**PROBLEM DESCRIPTION**
Copy out each of the following entries word for word, without any changes.

**TASK INPUT**

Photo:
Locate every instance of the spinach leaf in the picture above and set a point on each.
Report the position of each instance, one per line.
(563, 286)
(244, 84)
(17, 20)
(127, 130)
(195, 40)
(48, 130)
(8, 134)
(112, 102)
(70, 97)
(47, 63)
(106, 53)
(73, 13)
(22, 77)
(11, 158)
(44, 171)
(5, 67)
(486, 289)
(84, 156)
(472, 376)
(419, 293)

**ANSWER TO THE EXERCISE**
Photo:
Locate every instance of the spinach leaf in the picture above and set a point on each.
Report the position of each instance, one per line.
(563, 286)
(244, 84)
(17, 20)
(127, 130)
(195, 40)
(48, 130)
(8, 134)
(112, 102)
(70, 97)
(47, 63)
(106, 53)
(73, 13)
(22, 77)
(11, 158)
(44, 171)
(5, 67)
(486, 289)
(84, 156)
(472, 376)
(419, 293)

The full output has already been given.